- _Parts of the exercise_
A: Name every person mentioned in the passage about the fake illness investigation, giving each one's title where the passage provides it.
B: Using the passage on the fake illness investigation, say yes or no to each statement and quote the words that settle it: (i) Glanville first reported having thyroid cancer in 2016. (ii) Investigators found evidence of about $100,000 in donations. (iii) Someone arrived for the home health appointment while Lambert was watching the neighborhood.
C: Pick up the account of the fake illness investigation after its last sentence and continue it.

- _Source passage_
The investigation uncovered evidence of approximately $60,000 in donations to Glanville’s fake charitable cause, according to Flathead County Sheriff Brian Heino, who estimated the total contributions likely amounted to more than $100,000. The precise monetary amount was difficult for investigators to gauge, Heino said, because some victims chose not to pursue criminal charges, while other more intangible services, such as cross-country road trips to doctor’s appointments and hotel bookings, were difficult to document or quantify.

“There was so much over this period of time,” Heino said. “That’s why there was a little bit of delay in gathering all of the information. It was very daunting when you start to look at everything here and in other parts of the country and tracing all of those victims.”

Suspicions over Glanville’s supposed illness were seeded in January 2020 when Easthaven Baptist Church Pastor Daniel Lambert posted on Facebook that an “obvious healing miracle” had occurred and Glanville’s pacemaker, which she received while awaiting a life-saving heart transplant, was vanished by God. It was that news, delivered on Jan. 6, that prompted skeptical witnesses to contact law enforcement.

The Flathead County Sheriff’s Office took over the investigation and Detective Commander Josh Buls began piecing together a narrative. The investigator learned that Glanville first reported having thyroid cancer in 2016 and told friends and family she was seeking treatment from University of Washington Medical Center, prompting the formation of several fundraisers. Glanville continued to claim she was ill until the end of 2020, when Lambert finally confronted her about his growing suspicions, at which point Glanville admitted the story was false. Records also state that Lambert confirmed his own doubts about Glanville’s illness in October 2020, when she told the pastor a home health nurse was treating her; when Lambert staked out the woman’s neighborhood, however, nobody showed up to the appointment.

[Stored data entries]
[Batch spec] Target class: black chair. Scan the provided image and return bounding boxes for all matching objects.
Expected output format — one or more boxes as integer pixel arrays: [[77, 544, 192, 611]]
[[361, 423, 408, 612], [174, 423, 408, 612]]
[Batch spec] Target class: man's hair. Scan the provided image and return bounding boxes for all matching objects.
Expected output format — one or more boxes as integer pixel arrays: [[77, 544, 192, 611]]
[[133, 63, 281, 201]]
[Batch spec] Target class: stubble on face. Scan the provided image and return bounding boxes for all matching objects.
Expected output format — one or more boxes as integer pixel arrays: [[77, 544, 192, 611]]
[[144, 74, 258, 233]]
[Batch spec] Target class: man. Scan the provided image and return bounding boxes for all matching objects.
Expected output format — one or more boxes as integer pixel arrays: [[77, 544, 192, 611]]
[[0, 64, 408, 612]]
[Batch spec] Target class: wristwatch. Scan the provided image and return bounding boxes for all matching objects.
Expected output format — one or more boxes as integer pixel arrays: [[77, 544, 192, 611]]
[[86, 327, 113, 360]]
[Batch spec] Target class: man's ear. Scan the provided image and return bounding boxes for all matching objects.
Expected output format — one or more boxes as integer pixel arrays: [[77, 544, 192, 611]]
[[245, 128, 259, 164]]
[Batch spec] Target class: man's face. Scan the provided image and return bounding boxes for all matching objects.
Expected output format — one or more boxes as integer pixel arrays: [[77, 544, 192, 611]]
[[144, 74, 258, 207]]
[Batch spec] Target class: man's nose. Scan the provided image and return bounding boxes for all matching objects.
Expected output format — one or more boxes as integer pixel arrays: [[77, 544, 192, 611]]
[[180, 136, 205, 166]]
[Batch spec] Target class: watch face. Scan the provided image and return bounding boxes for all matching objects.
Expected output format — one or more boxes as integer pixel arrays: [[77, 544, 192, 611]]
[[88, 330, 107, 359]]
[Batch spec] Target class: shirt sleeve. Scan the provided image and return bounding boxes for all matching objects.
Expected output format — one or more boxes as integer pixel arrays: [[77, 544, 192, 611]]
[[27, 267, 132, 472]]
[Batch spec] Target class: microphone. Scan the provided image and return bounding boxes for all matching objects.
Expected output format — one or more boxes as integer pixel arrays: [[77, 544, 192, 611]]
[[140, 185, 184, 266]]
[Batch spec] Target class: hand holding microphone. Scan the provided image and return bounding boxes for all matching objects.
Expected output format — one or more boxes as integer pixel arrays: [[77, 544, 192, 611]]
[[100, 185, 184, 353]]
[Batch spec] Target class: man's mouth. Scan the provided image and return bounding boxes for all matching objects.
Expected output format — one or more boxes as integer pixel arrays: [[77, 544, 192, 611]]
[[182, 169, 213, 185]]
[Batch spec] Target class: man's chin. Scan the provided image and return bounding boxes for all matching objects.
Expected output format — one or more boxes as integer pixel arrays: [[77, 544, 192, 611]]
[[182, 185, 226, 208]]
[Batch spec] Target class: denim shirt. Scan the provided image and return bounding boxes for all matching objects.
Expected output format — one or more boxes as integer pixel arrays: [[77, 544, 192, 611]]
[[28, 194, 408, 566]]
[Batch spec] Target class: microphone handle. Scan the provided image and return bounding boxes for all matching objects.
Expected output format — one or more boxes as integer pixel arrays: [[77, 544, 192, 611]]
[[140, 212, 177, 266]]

- _Written answers_
A: Glanville (no title given); Brian Heino, Flathead County Sheriff; Daniel Lambert, Easthaven Baptist Church Pastor; Josh Buls, Detective Commander.

B:
(i) Yes: "Glanville first reported having thyroid cancer in 2016."
(ii) No: "The investigation uncovered evidence of approximately $60,000 in donations." The figure above $100,000 is only Heino's estimate of the likely total.
(iii) No: "nobody showed up to the appointment."

C:
Following that incident, Lambert contacted Glanville’s supposed medical providers and learned she was not a patient with any of them.

Court records go on to describe a duplicitous scheme that included lying to friends and family members, some of whom drove Glanville to medical appointments across the country, only to later learn the woman hadn’t received any medical treatment at all, but merely sat inside the hospital lobby in order to maintain the subterfuge.

To prop up her story, Glanville allegedly used multiple phones to contact Lambert and other supporters, providing them with phony updates on her cancer treatment. Lambert and his wife, Vicky, became so close with Glanville during her fraudulent cancer journey that they were awarded co-guardianship of the woman’s children, documents state.

Paul Ernst, a cousin of Glanville’s who organized a GoFundMe page for the woman in January 2016, raising more than $24,000 from 251 donations, finally went public with the scheme in November 2020. According to a post on that GoFundMe page, Ernst wrote a “very disturbing update” announcing that Glanville lied about her cancer diagnosis.

“She has never had cancer, never been treated for cancer, and has never seen a doctor for cancer in the past five years,” the post states. The GoFundMe page is disabled but still exists. After failed attempts to recover funds, GoFundMe officials stated the fundraiser was not covered under its guarantee.

On Nov. 22, 2020, Lambert addressed his Easthaven Baptist Church congregation about Glanville’s fraud.

“None of us could have ever imagined that everything was being made up,” Lambert said at the time. “We trusted, we gave, we tried to obey the Lord, and now that it’s over, I am really struggling not to feel like an absolute fool.”

Heino said the investigation did not indicate that anyone else was involved in Glanville’s scheme.   Glanville faces a maximum sentence of 10 years in the Montana State Prison, a maximum fine of $10,000 or both. She is scheduled to appear at an arraignment hearing before Judge Heidi J. Ulbricht on Jan. 6, 2022, at 1:30 p.m.